> **DOCUMENT SEGMENT**:
Further omens that Rudolph Giuliani aspires to be a worse president than George W. Bush were not long in arriving. First came a fawning profile in the New Yorker, which included assurances from neoconservative panjandrum Norman Podhoretz, who advises Giuliani on foreign policy, that his candidate can be relied upon to bomb Iran.
Then still more evidence arrived in the mail with the new issue of Foreign Affairs, the journal of the Council on Foreign Relations, which features a lengthy, pompous and ultimately very confused essay by the former New York mayor.
Giuliani's rhetoric -- which only succeeds in making Bush's oratory sound fresh by contrast -- is a warning in itself. The mind-dulling sentences published under his byline, each the dank spoor of Podhoretz, indicate a heavy proliferation of banal speech if he ever enters the White House.
Captive to his political opportunism and preoccupied with his jaw-jutting image, he simply cannot abide an original phrase, let alone an original thought.
Even more arresting than the moldy language in Giuliani's essay are the toxic policy suggestions. But its rapid barrage of cliché upon cliché is almost enough to conceal those neoconservative nuggets. A few samples, culled from nearly 6,000 words of the same cold-oatmeal consistency, show why digging them out was so onerous:
We are at the dawn of a new era in global affairs, when old ideas have to be rethought and new ideas have to be devised to meet new challenges ...

> **MATERIAL SHOWN**:
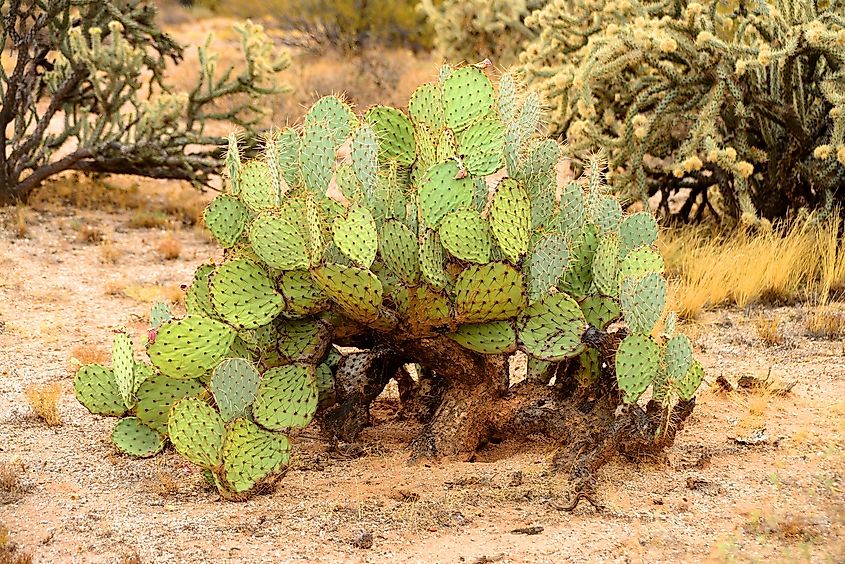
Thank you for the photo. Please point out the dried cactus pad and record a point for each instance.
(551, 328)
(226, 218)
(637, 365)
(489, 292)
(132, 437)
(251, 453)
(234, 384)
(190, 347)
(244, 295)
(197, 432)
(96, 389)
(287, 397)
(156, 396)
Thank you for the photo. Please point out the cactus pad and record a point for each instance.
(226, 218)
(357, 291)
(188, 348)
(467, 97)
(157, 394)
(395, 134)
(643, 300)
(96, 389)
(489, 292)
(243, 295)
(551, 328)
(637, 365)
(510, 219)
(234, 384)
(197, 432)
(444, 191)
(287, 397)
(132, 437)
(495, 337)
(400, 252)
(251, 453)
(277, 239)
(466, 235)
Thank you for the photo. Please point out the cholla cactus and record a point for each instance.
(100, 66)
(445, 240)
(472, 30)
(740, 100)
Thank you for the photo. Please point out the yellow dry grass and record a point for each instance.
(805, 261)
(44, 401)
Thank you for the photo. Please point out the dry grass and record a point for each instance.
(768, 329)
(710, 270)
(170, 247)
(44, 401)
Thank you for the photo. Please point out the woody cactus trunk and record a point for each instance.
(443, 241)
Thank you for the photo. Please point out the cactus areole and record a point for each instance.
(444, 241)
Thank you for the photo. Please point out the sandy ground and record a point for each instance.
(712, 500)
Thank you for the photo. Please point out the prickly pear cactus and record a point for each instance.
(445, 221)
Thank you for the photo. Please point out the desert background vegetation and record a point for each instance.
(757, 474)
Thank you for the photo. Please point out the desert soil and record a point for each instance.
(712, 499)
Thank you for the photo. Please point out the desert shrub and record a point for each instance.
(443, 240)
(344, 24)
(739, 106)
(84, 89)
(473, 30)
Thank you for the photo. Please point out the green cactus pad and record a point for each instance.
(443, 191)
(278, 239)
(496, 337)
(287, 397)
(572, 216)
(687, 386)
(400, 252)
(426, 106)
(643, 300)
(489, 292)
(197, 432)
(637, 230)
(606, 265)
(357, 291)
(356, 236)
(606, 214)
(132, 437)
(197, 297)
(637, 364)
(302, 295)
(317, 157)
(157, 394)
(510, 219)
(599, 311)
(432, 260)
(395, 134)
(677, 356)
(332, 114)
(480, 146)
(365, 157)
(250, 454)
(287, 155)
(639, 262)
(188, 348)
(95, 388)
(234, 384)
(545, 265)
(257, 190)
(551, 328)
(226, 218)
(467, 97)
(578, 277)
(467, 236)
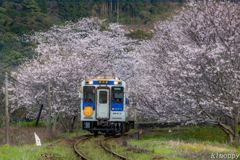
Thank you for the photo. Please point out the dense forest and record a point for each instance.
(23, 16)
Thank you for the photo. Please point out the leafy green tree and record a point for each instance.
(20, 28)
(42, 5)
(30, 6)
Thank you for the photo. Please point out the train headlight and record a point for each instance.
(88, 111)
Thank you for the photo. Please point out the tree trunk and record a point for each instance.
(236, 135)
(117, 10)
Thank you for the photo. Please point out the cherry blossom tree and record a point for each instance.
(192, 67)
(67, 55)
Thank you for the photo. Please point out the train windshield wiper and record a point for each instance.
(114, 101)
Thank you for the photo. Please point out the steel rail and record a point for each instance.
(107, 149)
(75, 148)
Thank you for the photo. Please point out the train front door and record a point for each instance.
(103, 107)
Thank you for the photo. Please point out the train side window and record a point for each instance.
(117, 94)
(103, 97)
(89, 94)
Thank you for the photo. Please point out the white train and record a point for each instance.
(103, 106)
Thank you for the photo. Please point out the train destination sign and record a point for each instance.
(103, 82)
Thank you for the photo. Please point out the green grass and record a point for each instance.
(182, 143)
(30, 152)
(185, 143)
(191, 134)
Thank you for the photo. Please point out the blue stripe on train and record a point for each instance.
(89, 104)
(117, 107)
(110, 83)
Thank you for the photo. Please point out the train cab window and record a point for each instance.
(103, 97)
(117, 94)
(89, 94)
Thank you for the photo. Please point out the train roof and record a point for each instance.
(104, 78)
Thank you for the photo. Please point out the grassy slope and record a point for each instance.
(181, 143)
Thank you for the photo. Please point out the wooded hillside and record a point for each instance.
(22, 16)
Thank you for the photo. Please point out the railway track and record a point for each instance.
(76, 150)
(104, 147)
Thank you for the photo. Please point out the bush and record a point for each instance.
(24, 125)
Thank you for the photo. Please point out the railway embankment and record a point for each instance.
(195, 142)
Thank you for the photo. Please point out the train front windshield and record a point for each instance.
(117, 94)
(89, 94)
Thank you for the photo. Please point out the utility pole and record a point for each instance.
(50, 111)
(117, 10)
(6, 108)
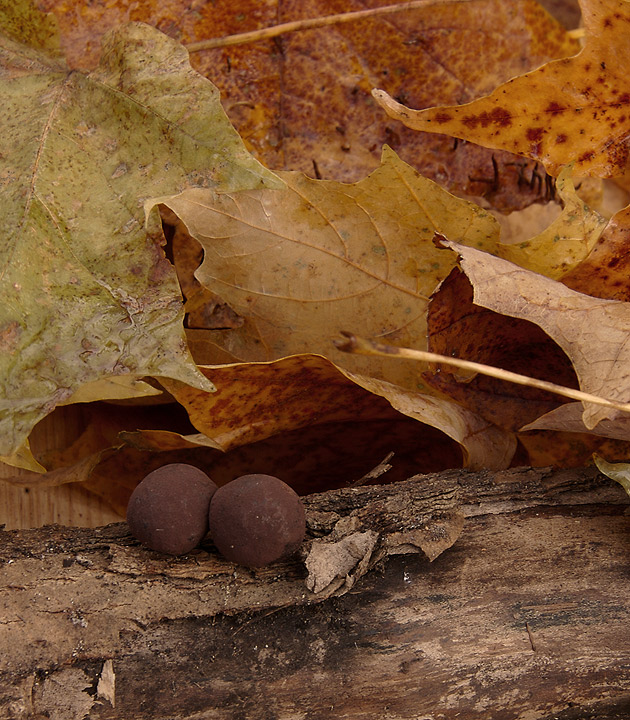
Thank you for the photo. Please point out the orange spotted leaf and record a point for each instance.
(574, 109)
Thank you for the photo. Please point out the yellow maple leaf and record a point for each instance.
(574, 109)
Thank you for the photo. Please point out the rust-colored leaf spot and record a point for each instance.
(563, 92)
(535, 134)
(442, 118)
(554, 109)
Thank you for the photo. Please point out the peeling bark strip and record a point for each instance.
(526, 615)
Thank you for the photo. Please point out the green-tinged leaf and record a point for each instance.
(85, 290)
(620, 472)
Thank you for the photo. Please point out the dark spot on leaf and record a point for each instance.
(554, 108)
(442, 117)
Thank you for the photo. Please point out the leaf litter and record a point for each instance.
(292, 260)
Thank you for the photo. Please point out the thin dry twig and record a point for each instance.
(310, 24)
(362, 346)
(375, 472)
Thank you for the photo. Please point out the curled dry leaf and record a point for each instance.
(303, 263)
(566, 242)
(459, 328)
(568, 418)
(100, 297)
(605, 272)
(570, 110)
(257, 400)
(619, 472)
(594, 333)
==
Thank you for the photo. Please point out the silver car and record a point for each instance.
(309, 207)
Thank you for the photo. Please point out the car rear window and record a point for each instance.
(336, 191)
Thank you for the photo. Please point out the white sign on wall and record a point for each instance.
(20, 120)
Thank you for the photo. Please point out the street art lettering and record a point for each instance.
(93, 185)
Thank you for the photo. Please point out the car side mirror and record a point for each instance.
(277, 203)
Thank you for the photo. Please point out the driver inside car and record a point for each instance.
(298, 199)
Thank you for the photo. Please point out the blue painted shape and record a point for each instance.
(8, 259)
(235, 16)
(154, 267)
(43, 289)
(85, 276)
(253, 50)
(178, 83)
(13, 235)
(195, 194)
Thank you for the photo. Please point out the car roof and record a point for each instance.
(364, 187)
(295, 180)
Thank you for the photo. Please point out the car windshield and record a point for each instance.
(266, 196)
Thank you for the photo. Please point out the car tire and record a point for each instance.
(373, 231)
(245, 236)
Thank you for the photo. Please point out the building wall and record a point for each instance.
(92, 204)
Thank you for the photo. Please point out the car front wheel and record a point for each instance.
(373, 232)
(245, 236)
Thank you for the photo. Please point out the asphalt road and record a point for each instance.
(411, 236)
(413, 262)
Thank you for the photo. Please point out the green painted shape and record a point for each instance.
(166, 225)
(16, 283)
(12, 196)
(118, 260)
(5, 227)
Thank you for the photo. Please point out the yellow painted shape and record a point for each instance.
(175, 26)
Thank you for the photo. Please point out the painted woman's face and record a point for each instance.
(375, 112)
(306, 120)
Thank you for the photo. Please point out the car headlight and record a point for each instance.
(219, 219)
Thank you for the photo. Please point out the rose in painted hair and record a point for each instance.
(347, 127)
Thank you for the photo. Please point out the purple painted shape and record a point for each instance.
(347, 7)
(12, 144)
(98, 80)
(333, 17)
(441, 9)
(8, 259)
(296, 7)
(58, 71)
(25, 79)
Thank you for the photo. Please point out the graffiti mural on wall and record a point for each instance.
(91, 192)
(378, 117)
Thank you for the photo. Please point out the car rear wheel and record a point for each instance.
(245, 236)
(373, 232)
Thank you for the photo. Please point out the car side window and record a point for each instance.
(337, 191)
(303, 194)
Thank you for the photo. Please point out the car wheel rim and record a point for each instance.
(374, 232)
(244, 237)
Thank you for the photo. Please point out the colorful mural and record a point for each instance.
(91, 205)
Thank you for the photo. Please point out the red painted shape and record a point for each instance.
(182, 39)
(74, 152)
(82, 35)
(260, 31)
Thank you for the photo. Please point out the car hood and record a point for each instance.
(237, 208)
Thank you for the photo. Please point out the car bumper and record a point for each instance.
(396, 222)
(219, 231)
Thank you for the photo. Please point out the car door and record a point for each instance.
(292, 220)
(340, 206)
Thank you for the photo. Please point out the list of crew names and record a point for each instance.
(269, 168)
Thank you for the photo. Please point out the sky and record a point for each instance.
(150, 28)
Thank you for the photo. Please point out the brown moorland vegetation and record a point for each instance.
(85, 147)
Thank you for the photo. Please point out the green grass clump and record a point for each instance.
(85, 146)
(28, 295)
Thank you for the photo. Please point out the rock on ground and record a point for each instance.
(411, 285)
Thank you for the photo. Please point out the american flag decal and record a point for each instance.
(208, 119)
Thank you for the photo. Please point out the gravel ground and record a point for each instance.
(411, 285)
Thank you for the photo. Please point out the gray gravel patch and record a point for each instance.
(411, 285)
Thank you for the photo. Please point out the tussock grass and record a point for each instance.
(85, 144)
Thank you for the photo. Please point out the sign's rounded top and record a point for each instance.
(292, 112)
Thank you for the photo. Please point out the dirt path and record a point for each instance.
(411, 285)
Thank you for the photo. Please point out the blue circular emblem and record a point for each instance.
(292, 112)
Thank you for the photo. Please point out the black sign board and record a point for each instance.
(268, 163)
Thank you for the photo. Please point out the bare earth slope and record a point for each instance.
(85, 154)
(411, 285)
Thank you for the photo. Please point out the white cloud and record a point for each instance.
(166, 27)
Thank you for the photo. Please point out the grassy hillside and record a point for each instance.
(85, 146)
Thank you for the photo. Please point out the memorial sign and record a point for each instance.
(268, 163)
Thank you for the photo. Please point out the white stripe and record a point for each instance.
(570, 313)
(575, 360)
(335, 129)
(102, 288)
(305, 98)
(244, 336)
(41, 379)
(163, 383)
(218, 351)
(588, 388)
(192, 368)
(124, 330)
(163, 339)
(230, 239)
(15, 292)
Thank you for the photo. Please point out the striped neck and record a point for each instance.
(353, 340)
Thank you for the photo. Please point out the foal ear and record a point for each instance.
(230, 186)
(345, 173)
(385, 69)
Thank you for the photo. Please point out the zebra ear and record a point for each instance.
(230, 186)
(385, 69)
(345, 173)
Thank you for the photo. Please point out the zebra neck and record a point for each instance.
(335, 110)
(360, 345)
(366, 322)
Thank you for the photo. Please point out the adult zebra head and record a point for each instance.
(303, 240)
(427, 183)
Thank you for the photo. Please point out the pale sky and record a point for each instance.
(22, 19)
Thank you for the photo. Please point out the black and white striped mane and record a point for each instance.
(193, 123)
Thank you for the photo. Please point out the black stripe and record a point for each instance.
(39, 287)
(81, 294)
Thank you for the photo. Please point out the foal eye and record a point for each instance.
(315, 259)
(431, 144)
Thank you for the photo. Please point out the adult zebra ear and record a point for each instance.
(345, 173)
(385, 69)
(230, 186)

> **TASK DIRECTIONS**:
Answer these questions using the piece on Giuliani:
1. Who advises Giuliani on foreign policy, according to the New Yorker profile?
2. Which organization publishes Foreign Affairs?
3. Roughly how many words does Giuliani's essay contain?
The items were taken from a different source than the text.

> **ANSWER BOX**:
1. Norman Podhoretz.
2. The Council on Foreign Relations.
3. Nearly 6,000 words.